REQUIRED TASK: Lay out all of the material below as a numbered list, skipping any blank lines.

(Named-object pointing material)
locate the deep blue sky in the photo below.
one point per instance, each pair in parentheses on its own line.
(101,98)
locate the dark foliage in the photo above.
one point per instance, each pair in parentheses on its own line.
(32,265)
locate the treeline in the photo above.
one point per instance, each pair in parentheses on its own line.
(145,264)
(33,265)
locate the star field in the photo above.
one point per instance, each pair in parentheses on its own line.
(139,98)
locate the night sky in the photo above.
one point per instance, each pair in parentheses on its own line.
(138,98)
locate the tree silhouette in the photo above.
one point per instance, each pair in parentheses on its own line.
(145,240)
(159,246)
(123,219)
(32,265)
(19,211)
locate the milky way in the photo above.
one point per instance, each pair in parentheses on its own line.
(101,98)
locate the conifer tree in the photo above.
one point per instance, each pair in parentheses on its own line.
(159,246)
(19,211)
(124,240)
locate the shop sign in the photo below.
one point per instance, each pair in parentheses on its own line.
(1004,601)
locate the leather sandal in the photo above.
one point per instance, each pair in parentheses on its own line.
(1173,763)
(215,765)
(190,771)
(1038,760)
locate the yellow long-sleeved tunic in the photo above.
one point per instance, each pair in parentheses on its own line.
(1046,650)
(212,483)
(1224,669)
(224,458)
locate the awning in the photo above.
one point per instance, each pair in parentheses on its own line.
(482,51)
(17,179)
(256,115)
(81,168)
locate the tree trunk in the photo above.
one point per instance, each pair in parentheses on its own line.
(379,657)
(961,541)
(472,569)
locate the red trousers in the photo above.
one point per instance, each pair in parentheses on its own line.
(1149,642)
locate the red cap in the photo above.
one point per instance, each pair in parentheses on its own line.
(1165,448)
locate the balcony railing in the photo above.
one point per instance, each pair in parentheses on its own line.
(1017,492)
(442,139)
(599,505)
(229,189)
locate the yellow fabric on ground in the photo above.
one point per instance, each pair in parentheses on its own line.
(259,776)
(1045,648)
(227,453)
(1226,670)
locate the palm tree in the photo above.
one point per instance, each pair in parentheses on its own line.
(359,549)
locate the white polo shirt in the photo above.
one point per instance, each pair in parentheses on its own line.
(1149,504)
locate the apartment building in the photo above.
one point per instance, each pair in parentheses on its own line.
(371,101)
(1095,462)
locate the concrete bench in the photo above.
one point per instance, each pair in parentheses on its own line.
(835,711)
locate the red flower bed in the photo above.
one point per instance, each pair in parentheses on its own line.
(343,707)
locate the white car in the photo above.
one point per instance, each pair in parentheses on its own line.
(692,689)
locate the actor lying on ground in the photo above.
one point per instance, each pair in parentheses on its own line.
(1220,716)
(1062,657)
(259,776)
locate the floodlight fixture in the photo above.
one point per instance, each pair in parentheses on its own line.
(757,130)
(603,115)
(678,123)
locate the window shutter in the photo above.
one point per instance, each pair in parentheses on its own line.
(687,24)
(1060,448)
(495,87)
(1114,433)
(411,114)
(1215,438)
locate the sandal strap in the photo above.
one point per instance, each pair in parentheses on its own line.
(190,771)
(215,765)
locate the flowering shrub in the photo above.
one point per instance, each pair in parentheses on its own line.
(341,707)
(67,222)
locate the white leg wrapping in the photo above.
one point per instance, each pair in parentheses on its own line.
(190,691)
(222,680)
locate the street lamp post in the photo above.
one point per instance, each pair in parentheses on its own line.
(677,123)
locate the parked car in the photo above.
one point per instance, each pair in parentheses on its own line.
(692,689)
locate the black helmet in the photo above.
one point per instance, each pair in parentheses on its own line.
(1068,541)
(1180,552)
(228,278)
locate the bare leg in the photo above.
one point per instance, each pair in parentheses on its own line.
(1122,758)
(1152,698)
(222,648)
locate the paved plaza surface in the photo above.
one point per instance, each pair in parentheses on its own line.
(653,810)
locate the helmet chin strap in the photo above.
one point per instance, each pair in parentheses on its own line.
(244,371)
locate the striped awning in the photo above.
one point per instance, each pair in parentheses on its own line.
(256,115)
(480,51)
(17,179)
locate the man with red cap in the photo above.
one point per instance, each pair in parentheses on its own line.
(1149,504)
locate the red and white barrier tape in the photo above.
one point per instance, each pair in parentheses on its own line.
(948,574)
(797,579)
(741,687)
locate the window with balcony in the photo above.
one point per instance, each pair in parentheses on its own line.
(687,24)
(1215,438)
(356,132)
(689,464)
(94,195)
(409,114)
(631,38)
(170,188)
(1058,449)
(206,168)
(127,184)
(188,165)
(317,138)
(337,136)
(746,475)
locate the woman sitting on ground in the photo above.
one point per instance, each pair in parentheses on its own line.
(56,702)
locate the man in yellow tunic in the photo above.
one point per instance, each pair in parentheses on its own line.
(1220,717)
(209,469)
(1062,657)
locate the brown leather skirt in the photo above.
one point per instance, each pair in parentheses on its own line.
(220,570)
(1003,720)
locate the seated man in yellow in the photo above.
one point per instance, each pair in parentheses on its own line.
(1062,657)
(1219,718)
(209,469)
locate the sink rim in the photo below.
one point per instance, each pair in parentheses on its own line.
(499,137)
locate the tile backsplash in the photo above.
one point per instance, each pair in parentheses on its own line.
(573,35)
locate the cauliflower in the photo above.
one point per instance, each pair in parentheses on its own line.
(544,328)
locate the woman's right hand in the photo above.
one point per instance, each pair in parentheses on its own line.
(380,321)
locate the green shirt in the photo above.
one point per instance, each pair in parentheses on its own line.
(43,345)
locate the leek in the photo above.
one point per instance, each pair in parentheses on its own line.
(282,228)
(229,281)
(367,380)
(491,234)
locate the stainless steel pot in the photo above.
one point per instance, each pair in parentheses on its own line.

EXERCISE OUTPUT:
1. locate the deep blue sky in the photo below.
2. one point per instance, each pair in parentheses on its own line.
3. (101,98)
4. locate the dark foliage in the photo above.
5. one point per instance, each pair in parentheses on its own line.
6. (32,265)
7. locate the treeline in the photo above.
8. one point per instance, each pair in parentheses on its own line.
9. (145,264)
10. (33,265)
11. locate the star field in the photo above.
12. one point per instance, each pair in parentheses on its own line.
13. (139,98)
14. locate the night sky in the photo above.
15. one point per instance, each pair in parentheses on its own line.
16. (138,98)
17. locate the tree silhouette in the photo above.
18. one point per instance, each pair in parentheses on its own line.
19. (145,240)
20. (159,246)
21. (123,219)
22. (32,265)
23. (19,211)
24. locate the milky way in the photo above.
25. one point per instance, each pair in parentheses on its own line.
26. (101,98)
27. locate the conifer tree in the photo above.
28. one point per instance, each pair in parentheses on its own line.
29. (159,246)
30. (19,211)
31. (124,240)
32. locate the shop sign in the photo below.
33. one point per instance, each pair in parentheses on its own line.
34. (1004,601)
35. locate the leather sandal in the photo above.
36. one point per instance, each pair in parentheses on its own line.
37. (1173,763)
38. (215,765)
39. (190,771)
40. (1038,760)
41. locate the yellow long-sleeved tunic in the photo above.
42. one point per instance, each pair in parentheses on its own line.
43. (1046,650)
44. (212,483)
45. (1224,669)
46. (224,458)
47. locate the awning in the photo above.
48. one point per instance, each pair in parentheses on its own line.
49. (482,51)
50. (17,179)
51. (256,115)
52. (81,168)
53. locate the tree trunk in the photo above.
54. one point per instance, each pair in parentheses on its own line.
55. (379,657)
56. (961,541)
57. (472,569)
58. locate the red trousers in the photo above.
59. one point per instance, each pair in parentheses on its own line.
60. (1149,642)
61. locate the red cap in the photo above.
62. one point per instance, each pair in parentheses on its own line.
63. (1165,448)
64. locate the balcony railing in the photo above.
65. one point per instance, each pair in parentheses on its own line.
66. (1017,492)
67. (442,139)
68. (599,505)
69. (229,189)
70. locate the yellow fabric on ground in the photo above.
71. one point per instance, each pair in parentheses on its own line.
72. (259,776)
73. (1045,648)
74. (227,453)
75. (1226,670)
76. locate the palm tree in the photo above.
77. one point per instance, each pair in parentheses on its own line.
78. (359,549)
79. locate the white polo shirt in the photo above.
80. one point per instance, each pair in parentheses on its own line.
81. (1149,504)
82. locate the apartment building in the photo above.
83. one point per instance, each pair in parentheses on its own line.
84. (371,101)
85. (1095,462)
86. locate the concrete bench in the photo above.
87. one point per instance, each pair in parentheses on its own line.
88. (835,711)
89. locate the red flower bed in the photo above.
90. one point per instance, each pair in parentheses on its own line.
91. (343,707)
92. locate the white car in the photo above.
93. one point per instance, each pair in parentheses on its own line.
94. (692,689)
95. locate the actor lying on ground in the photo above.
96. one point per instance, each pair in parentheses on its own line.
97. (1220,716)
98. (1062,657)
99. (259,776)
100. locate the floodlight fixture in the photo above.
101. one point per instance, each pair in parentheses on its own line.
102. (757,130)
103. (603,115)
104. (678,123)
105. locate the window shutter in the photo above.
106. one point per instance, each pair in parentheses on its own line.
107. (687,24)
108. (1060,448)
109. (495,87)
110. (1114,433)
111. (411,114)
112. (1215,438)
113. locate the sandal strap in the photo above.
114. one point per instance, each pair in parentheses on its own line.
115. (190,771)
116. (215,765)
117. locate the flowering shrub in the photo above.
118. one point per instance, each pair in parentheses on its own line.
119. (341,707)
120. (67,222)
121. locate the white leg wrapping in the photo above.
122. one point per instance, each pair in parentheses on its own line.
123. (190,691)
124. (222,680)
125. locate the street lamp post in the photo above.
126. one point per instance, each pair in parentheses on its own line.
127. (677,123)
128. locate the parked car in the photo above.
129. one point per instance, each pair in parentheses on its own line.
130. (692,689)
131. locate the black helmet in the photo above.
132. one point per instance, each pair in parentheses on its own line.
133. (1068,541)
134. (1180,552)
135. (228,278)
136. locate the bare leg in the photo above.
137. one point per instance, each pair in parentheses on its own line.
138. (1122,758)
139. (1152,698)
140. (222,648)
141. locate the paved plaza surface in the photo above.
142. one point per instance, each pair in parentheses on its own line.
143. (653,810)
144. locate the helmet chin strap in the photo above.
145. one point per instance, each pair in parentheses on its own line.
146. (244,371)
147. locate the striped awning in the photo above.
148. one point per instance, each pair in parentheses on its own line.
149. (256,115)
150. (480,51)
151. (17,179)
152. locate the man with red cap in the photo above.
153. one point per instance, each pair in parentheses on its own line.
154. (1149,504)
155. locate the red and white barrier tape in the photo above.
156. one point per instance, each pair in parentheses on its own line.
157. (948,574)
158. (797,579)
159. (741,687)
160. locate the window with balcony in the photo above.
161. one point per instance, each pair in parentheses on its own line.
162. (687,24)
163. (1215,438)
164. (356,132)
165. (689,464)
166. (94,195)
167. (409,114)
168. (631,38)
169. (170,188)
170. (1058,449)
171. (206,168)
172. (127,184)
173. (188,165)
174. (317,138)
175. (337,136)
176. (746,475)
177. locate the woman sitting on ground in the photo above.
178. one point per instance, each pair in parentheses on its own line.
179. (56,702)
180. locate the man in yellow tunic in the photo above.
181. one point per instance, each pair in parentheses on its own line.
182. (1220,717)
183. (209,469)
184. (1062,657)
185. locate the brown leather skirt in the photo above.
186. one point per instance, each pair in parentheses on its own line.
187. (220,570)
188. (1003,720)
189. locate the seated man in yellow in the photo above.
190. one point per instance, each pair in parentheses on its own line.
191. (1062,657)
192. (1219,718)
193. (209,469)
194. locate the sink rim in the photo below.
195. one point per instance, each pair in parentheses on its own line.
196. (499,137)
197. locate the tile backsplash in the photo above.
198. one point per instance, each pair in parentheses on its own line.
199. (573,35)
200. locate the cauliflower in the photo above.
201. one point per instance, each pair in parentheses on its own line.
202. (544,328)
203. locate the woman's right hand in the photo above.
204. one point per instance, each pair in parentheses on its own line.
205. (380,321)
206. locate the green shirt in the photo above.
207. one point per instance, each pair in parentheses on its own line.
208. (43,345)
209. locate the leek in the photo above.
210. one point per instance, each pair in parentheses on its own line.
211. (282,228)
212. (229,281)
213. (367,380)
214. (491,234)
215. locate the stainless steel pot in the photo above.
216. one point per instance, each pair in parentheses on its own line.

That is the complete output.